→ **Text**

▶

The fasta format of sequence files (one line starting with a greater than sign and gene identifier, followed by lines of sequence) takes its name from the ‘FASTA’ package of sequence database search programs. These programs can be downloaded here. As it says in the manual, the FASTA programs have several advantages over BLAST. They do not require any special preparation of the database to be searched, and they work better when searching a large database on a computer with not much memory. You can search an ordinary fasta file of the kind you downloaded above.

If you copy (i.e. ctrl-c or cmd-c) a sequence, you can write it to a file using the cat command, followed by ctrl-d:

$ cat > myseq.fasta
ctrl-v (to paste)
>Hs|HOXA1  gi|5031761|ref|NP_005513.1| gi|5031761|ref|NP_005513.1| homeobox protein Hox-A1 isoform a [Homo sapiens]
MDNARMNSFLEYPILSSGDSGTCSARAYPSDHRITTFQSCAVSANSCGGDDRFLVGRGVQ
IGSPHHHHHHHHHHPQPATYQTSGNLGVSYSHSSCGPSYGSQNFSAPYSPYALNQEADVS
GGYPQCAPAVYSGNLSSPMVQHHHHHQGYAGGAVGSPQYIHHSYGQEHQSLALATYNNSL
SPLHASHQEACRSPASETSSPAQTFDWMKVKRNPPKTGKVGEYGYLGQPNAVRTNFTTKQ
LTELEKEFHFNKYLTRARRVEIAASLQLNETQVKIWFQNRRMKQKKREKEGLLPISPATP
PGNDEKAEESSEKSSSSPCVPSPGSSTSDTLTTSH
ctrl-d (after pressing return to get a new line)

◀

→ **Tasks to complete**
1. Reproduce the passage of the text on fasta files that begins at the words "If you copy" and ends after the words "a new line)".
2. Answer these questions from the text on fasta files:
(a) What does the fasta format take its name from?
(b) After pasting the sequence and pressing return, what key combination finishes writing the file with cat?
(c) What species is given at the end of the example sequence's header line?
The records that follow are separate material and are not part of the text.

→ **Data**
▶

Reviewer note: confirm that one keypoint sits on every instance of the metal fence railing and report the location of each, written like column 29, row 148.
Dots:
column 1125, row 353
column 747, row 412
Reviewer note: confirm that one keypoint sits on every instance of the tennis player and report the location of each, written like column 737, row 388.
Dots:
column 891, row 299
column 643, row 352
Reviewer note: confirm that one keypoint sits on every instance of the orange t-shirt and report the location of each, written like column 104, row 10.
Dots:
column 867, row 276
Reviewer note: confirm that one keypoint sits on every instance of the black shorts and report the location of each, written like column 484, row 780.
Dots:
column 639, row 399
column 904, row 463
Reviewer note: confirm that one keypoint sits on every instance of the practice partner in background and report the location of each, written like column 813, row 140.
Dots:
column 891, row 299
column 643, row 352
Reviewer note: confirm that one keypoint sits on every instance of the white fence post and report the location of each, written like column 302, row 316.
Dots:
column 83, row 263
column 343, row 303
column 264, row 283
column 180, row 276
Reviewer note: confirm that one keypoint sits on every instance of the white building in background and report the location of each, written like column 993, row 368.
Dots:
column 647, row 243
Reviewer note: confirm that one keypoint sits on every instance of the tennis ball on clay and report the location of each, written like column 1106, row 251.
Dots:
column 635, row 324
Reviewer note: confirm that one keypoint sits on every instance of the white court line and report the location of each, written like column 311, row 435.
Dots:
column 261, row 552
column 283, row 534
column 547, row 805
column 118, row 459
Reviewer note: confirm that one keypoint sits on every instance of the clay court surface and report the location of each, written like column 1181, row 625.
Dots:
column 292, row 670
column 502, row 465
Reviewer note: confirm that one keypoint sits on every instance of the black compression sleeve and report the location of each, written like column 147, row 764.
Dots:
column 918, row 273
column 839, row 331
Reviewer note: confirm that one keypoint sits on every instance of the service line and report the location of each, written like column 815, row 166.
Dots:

◀

→ **Solutions to each task**
1.
If you copy (i.e. ctrl-c or cmd-c) a sequence, you can write it to a file using the cat command, followed by ctrl-d:

$ cat > myseq.fasta
ctrl-v (to paste)
>Hs|HOXA1  gi|5031761|ref|NP_005513.1| gi|5031761|ref|NP_005513.1| homeobox protein Hox-A1 isoform a [Homo sapiens]
MDNARMNSFLEYPILSSGDSGTCSARAYPSDHRITTFQSCAVSANSCGGDDRFLVGRGVQ
IGSPHHHHHHHHHHPQPATYQTSGNLGVSYSHSSCGPSYGSQNFSAPYSPYALNQEADVS
GGYPQCAPAVYSGNLSSPMVQHHHHHQGYAGGAVGSPQYIHHSYGQEHQSLALATYNNSL
SPLHASHQEACRSPASETSSPAQTFDWMKVKRNPPKTGKVGEYGYLGQPNAVRTNFTTKQ
LTELEKEFHFNKYLTRARRVEIAASLQLNETQVKIWFQNRRMKQKKREKEGLLPISPATP
PGNDEKAEESSEKSSSSPCVPSPGSSTSDTLTTSH
ctrl-d (after pressing return to get a new line)

2.
(a) The 'FASTA' package of sequence database search programs.
(b) ctrl-d.
(c) Homo sapiens.